[[ SOURCE MATERIAL open ]]

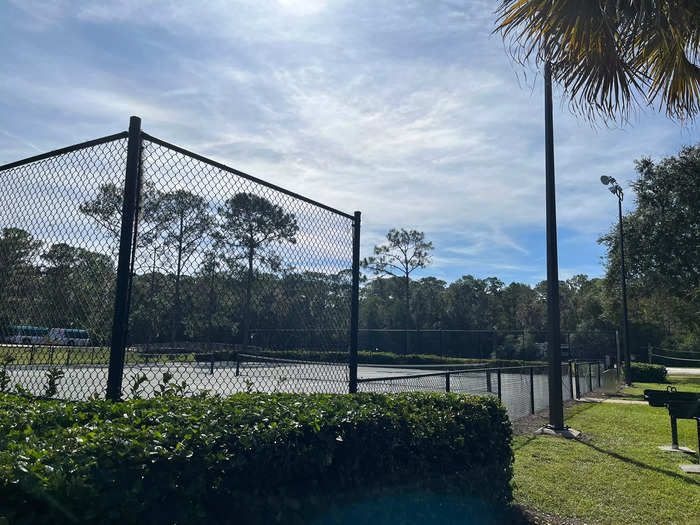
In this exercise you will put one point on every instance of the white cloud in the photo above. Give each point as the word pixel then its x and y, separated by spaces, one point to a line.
pixel 409 112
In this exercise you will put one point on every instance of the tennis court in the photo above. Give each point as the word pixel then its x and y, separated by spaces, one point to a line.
pixel 522 390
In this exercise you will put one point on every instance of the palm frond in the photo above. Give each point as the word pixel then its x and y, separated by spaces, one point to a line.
pixel 610 54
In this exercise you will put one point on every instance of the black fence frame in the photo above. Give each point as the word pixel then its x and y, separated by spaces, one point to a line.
pixel 129 231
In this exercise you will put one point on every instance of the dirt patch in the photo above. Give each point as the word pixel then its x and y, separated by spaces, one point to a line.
pixel 529 424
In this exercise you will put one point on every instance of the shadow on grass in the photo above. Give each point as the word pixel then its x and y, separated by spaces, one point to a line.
pixel 639 464
pixel 530 438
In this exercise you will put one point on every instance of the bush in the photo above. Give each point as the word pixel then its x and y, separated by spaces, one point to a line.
pixel 250 458
pixel 646 373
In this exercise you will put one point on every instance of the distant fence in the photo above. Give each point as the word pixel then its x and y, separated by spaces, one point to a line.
pixel 522 390
pixel 145 245
pixel 483 344
pixel 79 373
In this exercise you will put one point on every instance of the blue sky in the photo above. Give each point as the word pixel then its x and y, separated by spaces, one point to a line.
pixel 411 112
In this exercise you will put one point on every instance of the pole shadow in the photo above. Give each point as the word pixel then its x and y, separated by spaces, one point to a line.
pixel 639 464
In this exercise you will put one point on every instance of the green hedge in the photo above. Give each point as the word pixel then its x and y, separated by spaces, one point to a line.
pixel 252 458
pixel 367 357
pixel 646 373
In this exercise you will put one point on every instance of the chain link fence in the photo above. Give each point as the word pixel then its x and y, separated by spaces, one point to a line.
pixel 522 390
pixel 132 265
pixel 528 345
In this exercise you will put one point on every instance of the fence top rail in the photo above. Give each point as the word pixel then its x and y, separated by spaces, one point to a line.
pixel 251 178
pixel 446 372
pixel 457 372
pixel 480 330
pixel 63 151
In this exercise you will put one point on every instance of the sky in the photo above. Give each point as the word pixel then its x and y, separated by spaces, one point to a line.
pixel 410 112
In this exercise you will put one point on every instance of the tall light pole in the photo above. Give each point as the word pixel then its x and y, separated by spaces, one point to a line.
pixel 556 405
pixel 616 190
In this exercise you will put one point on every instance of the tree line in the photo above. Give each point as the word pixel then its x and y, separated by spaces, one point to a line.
pixel 219 273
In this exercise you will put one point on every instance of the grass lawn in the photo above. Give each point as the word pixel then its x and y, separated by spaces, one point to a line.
pixel 615 474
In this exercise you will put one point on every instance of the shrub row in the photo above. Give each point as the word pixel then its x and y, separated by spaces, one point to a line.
pixel 250 458
pixel 367 357
pixel 646 373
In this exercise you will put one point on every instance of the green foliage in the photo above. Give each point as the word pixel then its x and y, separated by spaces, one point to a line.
pixel 647 373
pixel 251 458
pixel 661 253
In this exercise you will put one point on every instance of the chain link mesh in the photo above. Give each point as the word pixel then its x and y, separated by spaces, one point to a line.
pixel 236 285
pixel 58 268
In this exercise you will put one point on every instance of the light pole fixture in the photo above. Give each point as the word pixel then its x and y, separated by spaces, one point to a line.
pixel 616 190
pixel 556 405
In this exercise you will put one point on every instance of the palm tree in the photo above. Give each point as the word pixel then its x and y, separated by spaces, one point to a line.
pixel 607 55
pixel 612 55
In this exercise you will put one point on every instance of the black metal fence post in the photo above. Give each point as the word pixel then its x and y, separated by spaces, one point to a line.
pixel 354 301
pixel 532 391
pixel 499 383
pixel 571 382
pixel 121 297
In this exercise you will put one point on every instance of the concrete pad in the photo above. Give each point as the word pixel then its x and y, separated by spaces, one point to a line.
pixel 566 432
pixel 691 469
pixel 670 448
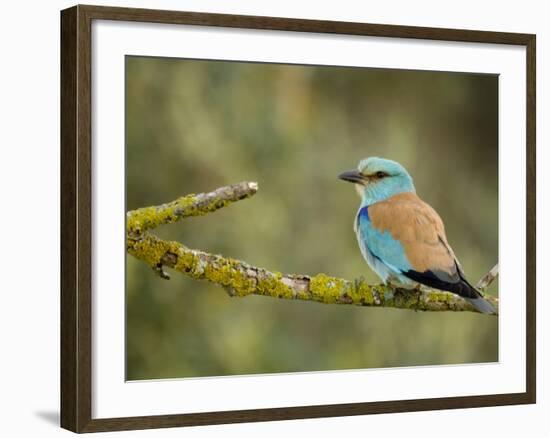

[[ SOURCE MATERIAL closed ]]

● TO DO
Would you output the data exactly, without any of its images?

● COMPLETED EXERCISE
In this exercise you will put one point on every instance of the white cloud in the photo above. Give each point as the word pixel then its x and y, separated by spaces, one point to a line.
pixel 409 112
In this exercise you will put one point on every instance of the tennis court in the photo above. Give each point as the word pixel then its x and y, separated by spaces, one point to a line.
pixel 522 390
In this exercise you will put one point on every instance of the palm frond in the photo above. Give each point as the word pixel then its x and y, separated by spaces, one point to a line.
pixel 610 54
In this exercise you will put one point on every instance of the black fence frame in the photo above. Give each point as the word pixel then its x and y, separated by spaces, one point to a line.
pixel 129 231
In this exercise you will put one point on every instance of the dirt patch in the photo above. Give each point as the word pixel then its x and y, separated by spaces, one point to a line.
pixel 529 424
In this exercise you will put one point on every instance of the shadow on grass in the photo above. Give each point as the word pixel then its x and y, separated by spaces, one point to a line.
pixel 639 464
pixel 530 438
In this exercise you will put one point on every instance of the bush in the photo above. Give each point as the word pixel then its x and y, separated by spaces, one point to a line.
pixel 250 458
pixel 646 373
In this exercise you will put one point on every instance of the distant fence in the photo above. Give each point as the word pixel then its x and y, separated by spaces, one point to a line.
pixel 522 390
pixel 145 245
pixel 483 344
pixel 79 373
In this exercise you will put one point on every instance of the blue sky in the photo above. Give each point as the word pixel then its x and y, separated by spaces, one point to a line.
pixel 411 112
In this exercise you will put one point on every instance of the pole shadow in the photo above. Give each point as the word pixel then its x and y, separated by spaces, one point to a line.
pixel 639 464
In this exercise you will put one point on every instance of the green hedge in the photo above. Give each point as the word pixel then its x and y, separated by spaces, one point to a line.
pixel 252 458
pixel 367 357
pixel 646 373
In this exercise you will put one point on every instance of the chain link fence in the photo above. Give each point as the word pixel then its x and y, separated by spaces, one point to a line.
pixel 522 390
pixel 132 265
pixel 528 345
In this exercise you will put one point on every instance of the fence top rail in the photo above. Give each point as the word pixel then its x and y, separated by spaces, one point to a line.
pixel 251 178
pixel 446 372
pixel 457 372
pixel 480 330
pixel 63 151
In this exercise you will put one point on every instance of the sky in the photo above. Give each point as the word pixel then its x and y, separated by spaces, one point to a line.
pixel 410 112
In this exercise you will put one point on every instance of the tall light pole in the photo above. Give each point as the word pixel then its x and y, separated by spaces, one point to a line.
pixel 556 405
pixel 616 190
In this exercise you will put one point on every instance of the tree line in the photo above. Give each point as the word pixel then its x and y, separated by spaces, one point to a line.
pixel 219 273
In this exercise you will put one point on every instance of the grass lawn in the photo above. Give each point as the word pixel then its x and y, separated by spaces, one point to a line.
pixel 615 474
In this exercise you will put one point on every instance of the shrub row in the photo above. Give each point as the word pixel then its x and y, separated by spaces, one point to a line.
pixel 250 458
pixel 367 357
pixel 646 373
In this exercise you will put one point on every instance of the green foliage in the photo above. Give each point as the word pixel then its x and y, separated by spaces, one point to a line.
pixel 647 373
pixel 251 458
pixel 661 253
In this exercise you will put one point on every instance of the chain link mesh in the photo above. Give each point as the word pixel then its x and y, separated by spaces, one point to a line.
pixel 236 285
pixel 58 268
In this exercise you will put one point on every instance of the light pole fixture in the photo above. Give each point as the word pixel then its x and y, separated by spaces, one point to a line.
pixel 616 190
pixel 556 405
In this exercise you will put one point on every instance of the palm tree in the photo above. Give each point as the word pixel then its x and y, separated by spaces, one point to a line.
pixel 607 55
pixel 612 55
In this exercise you will put one point on every instance of the black metal fence post in the photo above. Give each point as the word pixel then its x and y, separated by spaces, one point to a line.
pixel 354 301
pixel 532 391
pixel 499 383
pixel 571 382
pixel 121 297
In this exercise you will put one point on every instance of the concrete pad in the photo above. Give each point as the word pixel then its x and y, separated by spaces, one point to a line.
pixel 566 432
pixel 691 469
pixel 670 448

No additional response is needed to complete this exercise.